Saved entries
BEGIN

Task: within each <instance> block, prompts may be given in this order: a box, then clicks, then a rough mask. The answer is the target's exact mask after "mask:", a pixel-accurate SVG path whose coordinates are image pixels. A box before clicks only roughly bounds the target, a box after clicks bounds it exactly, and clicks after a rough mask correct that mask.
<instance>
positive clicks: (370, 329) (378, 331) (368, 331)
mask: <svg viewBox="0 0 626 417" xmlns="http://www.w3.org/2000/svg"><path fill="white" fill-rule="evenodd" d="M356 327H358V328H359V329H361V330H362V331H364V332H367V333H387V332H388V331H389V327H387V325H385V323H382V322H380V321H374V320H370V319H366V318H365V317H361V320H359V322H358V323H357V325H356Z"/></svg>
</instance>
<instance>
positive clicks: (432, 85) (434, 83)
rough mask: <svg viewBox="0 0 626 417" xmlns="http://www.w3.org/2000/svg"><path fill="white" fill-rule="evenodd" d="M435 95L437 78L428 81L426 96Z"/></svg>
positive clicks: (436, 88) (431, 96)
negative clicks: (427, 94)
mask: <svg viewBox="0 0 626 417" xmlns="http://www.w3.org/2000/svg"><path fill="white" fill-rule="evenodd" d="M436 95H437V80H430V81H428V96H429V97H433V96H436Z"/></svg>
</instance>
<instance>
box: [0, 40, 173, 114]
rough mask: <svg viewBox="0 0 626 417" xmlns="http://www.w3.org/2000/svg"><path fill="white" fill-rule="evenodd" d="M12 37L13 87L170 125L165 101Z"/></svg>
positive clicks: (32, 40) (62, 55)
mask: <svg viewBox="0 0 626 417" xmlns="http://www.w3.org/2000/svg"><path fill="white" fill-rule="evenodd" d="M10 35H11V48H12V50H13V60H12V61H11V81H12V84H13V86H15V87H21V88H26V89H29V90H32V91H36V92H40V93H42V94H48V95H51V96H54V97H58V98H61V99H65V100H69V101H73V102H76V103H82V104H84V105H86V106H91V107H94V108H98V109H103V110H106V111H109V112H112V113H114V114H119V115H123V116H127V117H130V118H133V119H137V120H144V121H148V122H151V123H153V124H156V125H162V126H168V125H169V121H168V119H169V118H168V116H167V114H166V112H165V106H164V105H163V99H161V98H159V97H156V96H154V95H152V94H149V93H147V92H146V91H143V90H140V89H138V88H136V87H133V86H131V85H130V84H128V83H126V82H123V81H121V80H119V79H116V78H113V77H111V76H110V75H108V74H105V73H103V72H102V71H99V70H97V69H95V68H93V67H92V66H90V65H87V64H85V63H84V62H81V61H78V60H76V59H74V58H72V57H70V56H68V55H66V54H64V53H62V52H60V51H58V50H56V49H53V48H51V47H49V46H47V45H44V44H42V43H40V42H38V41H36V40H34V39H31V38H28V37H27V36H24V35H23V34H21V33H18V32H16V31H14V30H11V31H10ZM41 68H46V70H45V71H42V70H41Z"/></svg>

END

• Exercise objective
Please count how many lines in the preceding records hold the word "rough", then give only that number.

• Completed task
3